# Two new maps for your viewing pleasure!



## Morrus (Jan 29, 2007)

In this thread I am attaching two new maps for your viewing pleasure.

The first is a pretty coloured version of the Regional Map.  This is the player version - there's a corresponding GM's version with more detail.

The second is a map of Gate Pass.


----------



## Retreater (Jan 29, 2007)

*Scale?*

According to the scale, the city of Gate Pass appears to be around 10 miles long! That means that it would take a typical human about a half day to traverse it. 

Can that scale be right? If so, how can such an immense city be governed? 

Retreater


----------



## Morrus (Jan 29, 2007)

Retreater said:
			
		

> According to the scale, the city of Gate Pass appears to be around 10 miles long! That means that it would take a typical human about a half day to traverse it.
> 
> Can that scale be right? If so, how can such an immense city be governed?




It's very, very thin.  The actual area isn't that large.  And there are, as you can see, walled, manned divisions at periodic intervals.


----------



## sirwmholder (Jan 29, 2007)

The player's map looks very colorful but it lacks something... trade routes being the most notable. Also given it's peninsula view why wouldn't sea travel negate the need to capture Gate Pass?  Sure it would be nice but the rivers and ocean give the impression that Ragesia isn't without other means to wage an assault if Gate Pass became too troublesome.  I'm really not derailing I just know that's one of the things my players will ask if I hand them this map.

Thank you for your time,
William Holder


----------



## Vanuslux (Jan 29, 2007)

Retreater said:
			
		

> According to the scale, the city of Gate Pass appears to be around 10 miles long! That means that it would take a typical human about a half day to traverse it.
> 
> Can that scale be right? If so, how can such an immense city be governed?
> 
> Retreater




Horses?


----------



## Hathur (Jan 29, 2007)

The maps look great, nice detail and clean design - I like 'em 

Now where the heck is the damn first part? January is about to end


----------



## Morrus (Jan 30, 2007)

sirwmholder said:
			
		

> The player's map looks very colorful but it lacks something... trade routes being the most notable. Also given it's peninsula view why wouldn't sea travel negate the need to capture Gate Pass?  Sure it would be nice but the rivers and ocean give the impression that Ragesia isn't without other means to wage an assault if Gate Pass became too troublesome.  I'm really not derailing I just know that's one of the things my players will ask if I hand them this map.

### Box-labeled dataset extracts
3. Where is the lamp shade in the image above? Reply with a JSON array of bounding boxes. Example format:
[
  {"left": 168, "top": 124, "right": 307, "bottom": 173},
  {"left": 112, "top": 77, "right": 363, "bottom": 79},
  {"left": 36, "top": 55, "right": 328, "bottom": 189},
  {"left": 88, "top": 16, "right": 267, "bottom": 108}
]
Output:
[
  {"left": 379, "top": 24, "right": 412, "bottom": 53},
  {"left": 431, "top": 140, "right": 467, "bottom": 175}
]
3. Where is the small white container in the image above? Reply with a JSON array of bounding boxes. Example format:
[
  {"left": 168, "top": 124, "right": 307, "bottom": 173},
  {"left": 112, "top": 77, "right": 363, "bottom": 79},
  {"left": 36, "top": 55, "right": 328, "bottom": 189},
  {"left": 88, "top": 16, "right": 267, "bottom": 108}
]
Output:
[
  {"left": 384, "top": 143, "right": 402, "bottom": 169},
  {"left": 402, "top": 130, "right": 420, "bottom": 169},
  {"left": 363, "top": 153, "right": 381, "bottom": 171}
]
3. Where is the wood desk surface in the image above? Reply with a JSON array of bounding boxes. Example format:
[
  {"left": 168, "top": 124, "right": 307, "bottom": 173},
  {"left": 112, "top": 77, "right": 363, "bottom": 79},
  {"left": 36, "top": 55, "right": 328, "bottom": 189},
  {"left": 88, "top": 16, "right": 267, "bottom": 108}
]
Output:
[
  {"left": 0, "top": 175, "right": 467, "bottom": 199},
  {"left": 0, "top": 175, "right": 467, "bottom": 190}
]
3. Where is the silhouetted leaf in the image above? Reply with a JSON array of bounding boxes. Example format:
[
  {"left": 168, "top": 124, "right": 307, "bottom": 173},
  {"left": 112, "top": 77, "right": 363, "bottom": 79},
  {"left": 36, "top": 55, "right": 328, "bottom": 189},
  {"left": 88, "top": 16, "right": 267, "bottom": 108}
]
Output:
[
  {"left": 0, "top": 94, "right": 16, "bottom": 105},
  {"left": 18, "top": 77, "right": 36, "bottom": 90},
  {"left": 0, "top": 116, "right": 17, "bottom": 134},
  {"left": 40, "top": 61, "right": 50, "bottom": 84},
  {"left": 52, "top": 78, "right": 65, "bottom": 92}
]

### Set problem 1
Answer these questions from the forum thread about the maps:
(a) Which two maps does Morrus attach in the first post?
(b) By Retreater's reading of the scale, about how long is the city of Gate Pass?
(c) What does sirwmholder name as the most notable thing missing from the player's map?
### Set problem 2
Say whether each statement agrees with the forum thread about the maps. Answer yes or no for each, and quote the words that decide it.
(a) The colored Regional Map in the first post is the GM's version.
(b) Morrus says Gate Pass has walled, manned divisions at periodic intervals.
(c) Hathur dislikes the design of the maps.

### Full solution 1
(a) A colored version of the Regional Map (the player version) and a map of Gate Pass.
(b) Around 10 miles long.
(c) Trade routes.

### Full solution 2
(a) No: "This is the player version - there's a corresponding GM's version with more detail."
(b) Yes: "And there are, as you can see, walled, manned divisions at periodic intervals."
(c) No: "The maps look great, nice detail and clean design - I like 'em"